Someone once asked me the age-old question: “If you were stranded on a deserted island, what is the one thing you would take?” For me, the answer was simple: my phone.
While a phone may not seem like a necessity on a deserted island, our technology-driven society indicates otherwise. Our mobile devices have become essential in our way of life. We can never miss a beat, with on-demand access to work emails, the latest trends, life updates from our closest friends, and the capability to purchase almost anything from our phones.
We saw this more than ever as COVID-19 plagued the world. The mandated isolation and distance created by the pandemic certainly gave us a glimpse into what life on a deserted island may feel like.
However, as much as we rely on technology to support our day-to-day lives, there are definite benefits to consider in being without it.
Recently, one of my colleagues documented the financial benefits of unplugging in a video where she shared her experience going device-less for a weekend, along with how much money she saved by doing so. This challenge led me to explore some additional benefits.

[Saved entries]
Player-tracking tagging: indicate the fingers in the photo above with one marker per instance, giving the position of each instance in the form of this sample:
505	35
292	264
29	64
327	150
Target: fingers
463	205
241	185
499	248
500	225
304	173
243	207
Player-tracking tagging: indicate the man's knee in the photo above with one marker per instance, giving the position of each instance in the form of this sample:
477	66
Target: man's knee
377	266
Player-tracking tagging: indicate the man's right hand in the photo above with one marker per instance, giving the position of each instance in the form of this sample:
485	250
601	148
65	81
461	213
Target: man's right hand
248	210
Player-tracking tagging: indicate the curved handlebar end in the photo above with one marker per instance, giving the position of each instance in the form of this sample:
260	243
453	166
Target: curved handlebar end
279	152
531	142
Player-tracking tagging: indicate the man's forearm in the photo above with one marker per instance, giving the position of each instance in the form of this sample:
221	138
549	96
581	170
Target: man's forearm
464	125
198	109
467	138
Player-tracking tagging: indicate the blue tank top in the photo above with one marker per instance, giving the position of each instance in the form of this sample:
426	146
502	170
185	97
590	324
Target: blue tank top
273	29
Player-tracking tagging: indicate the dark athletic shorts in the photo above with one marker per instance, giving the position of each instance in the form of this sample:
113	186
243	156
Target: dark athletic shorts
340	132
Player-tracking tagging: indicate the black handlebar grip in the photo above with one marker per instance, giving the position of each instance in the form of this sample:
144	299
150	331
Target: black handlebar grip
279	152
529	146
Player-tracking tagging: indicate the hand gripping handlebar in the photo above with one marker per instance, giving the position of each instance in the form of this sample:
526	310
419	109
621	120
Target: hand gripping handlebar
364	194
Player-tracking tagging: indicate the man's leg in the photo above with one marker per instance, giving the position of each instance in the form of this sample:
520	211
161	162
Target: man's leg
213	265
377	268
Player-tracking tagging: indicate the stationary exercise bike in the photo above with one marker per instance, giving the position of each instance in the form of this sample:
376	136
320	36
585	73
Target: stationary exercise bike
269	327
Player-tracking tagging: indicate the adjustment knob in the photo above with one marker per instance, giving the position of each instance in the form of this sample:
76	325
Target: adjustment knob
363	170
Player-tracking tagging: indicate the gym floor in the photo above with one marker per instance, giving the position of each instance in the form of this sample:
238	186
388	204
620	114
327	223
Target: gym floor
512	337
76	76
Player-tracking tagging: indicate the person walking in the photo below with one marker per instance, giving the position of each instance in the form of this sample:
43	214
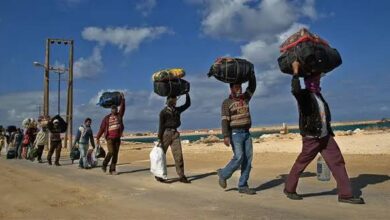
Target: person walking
112	127
317	137
83	137
169	136
41	140
236	122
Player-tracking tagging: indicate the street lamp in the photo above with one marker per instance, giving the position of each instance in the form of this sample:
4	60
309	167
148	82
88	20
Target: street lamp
59	71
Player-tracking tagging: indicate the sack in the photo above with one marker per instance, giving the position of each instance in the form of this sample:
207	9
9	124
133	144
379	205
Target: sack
11	128
158	162
231	70
11	154
74	154
302	35
100	153
62	125
168	74
108	99
313	53
175	87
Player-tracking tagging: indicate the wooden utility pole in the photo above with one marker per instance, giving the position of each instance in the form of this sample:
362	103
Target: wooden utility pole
46	80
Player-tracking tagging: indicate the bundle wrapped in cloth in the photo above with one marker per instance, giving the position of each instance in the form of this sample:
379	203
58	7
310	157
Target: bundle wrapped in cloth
108	99
168	74
312	52
169	82
231	70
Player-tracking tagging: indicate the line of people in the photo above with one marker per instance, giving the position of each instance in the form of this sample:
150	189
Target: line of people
314	125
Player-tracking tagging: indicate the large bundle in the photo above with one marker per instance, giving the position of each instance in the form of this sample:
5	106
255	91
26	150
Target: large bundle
313	53
168	74
29	123
11	128
109	99
62	125
231	70
174	87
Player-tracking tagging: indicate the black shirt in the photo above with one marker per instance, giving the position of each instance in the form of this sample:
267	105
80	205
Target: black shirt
170	116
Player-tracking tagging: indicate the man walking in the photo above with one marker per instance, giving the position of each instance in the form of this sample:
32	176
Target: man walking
112	127
169	136
83	137
317	137
236	122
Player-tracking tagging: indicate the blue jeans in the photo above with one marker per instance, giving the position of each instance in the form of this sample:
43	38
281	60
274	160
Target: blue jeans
241	142
83	148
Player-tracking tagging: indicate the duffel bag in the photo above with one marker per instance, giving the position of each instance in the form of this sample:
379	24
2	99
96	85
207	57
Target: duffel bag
168	74
62	125
175	87
302	35
108	99
317	57
74	154
11	154
231	70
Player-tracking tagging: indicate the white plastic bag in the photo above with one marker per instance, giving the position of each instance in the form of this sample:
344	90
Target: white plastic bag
158	162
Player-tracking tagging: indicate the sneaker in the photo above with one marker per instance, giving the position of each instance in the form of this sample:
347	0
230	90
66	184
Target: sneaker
113	173
293	195
184	180
352	200
159	179
221	181
246	190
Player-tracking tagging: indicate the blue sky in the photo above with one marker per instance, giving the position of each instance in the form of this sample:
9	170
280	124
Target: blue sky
119	44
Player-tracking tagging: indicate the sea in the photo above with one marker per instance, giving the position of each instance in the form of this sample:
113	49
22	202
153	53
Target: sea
257	134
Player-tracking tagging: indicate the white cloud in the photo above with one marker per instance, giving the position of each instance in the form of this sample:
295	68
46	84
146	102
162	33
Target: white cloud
127	39
89	67
146	6
246	20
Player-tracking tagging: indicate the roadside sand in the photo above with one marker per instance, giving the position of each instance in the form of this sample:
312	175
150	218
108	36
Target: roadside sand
36	191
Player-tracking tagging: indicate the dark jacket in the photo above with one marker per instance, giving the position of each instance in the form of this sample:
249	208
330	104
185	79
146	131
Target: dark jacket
105	122
170	117
309	113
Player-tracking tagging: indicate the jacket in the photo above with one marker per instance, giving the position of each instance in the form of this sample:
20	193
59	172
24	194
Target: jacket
309	114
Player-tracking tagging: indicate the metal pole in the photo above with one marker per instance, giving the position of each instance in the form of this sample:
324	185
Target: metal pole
46	81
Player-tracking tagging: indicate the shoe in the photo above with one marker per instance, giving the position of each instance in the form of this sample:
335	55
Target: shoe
352	200
113	173
221	181
293	196
246	190
159	179
184	179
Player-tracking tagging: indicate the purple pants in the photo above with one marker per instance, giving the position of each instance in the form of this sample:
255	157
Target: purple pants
330	151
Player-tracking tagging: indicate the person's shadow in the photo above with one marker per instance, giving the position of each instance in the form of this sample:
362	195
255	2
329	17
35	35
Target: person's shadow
358	183
279	180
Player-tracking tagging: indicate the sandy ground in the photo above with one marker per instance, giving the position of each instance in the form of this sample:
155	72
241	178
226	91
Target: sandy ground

▸ **What you should do**
In the passage about going without a phone, list the four things the sentence beginning "We can never miss a beat" names.

▸ **Solution for this exercise**
- work emails
- the latest trends
- life updates from our closest friends
- the capability to purchase almost anything from our phones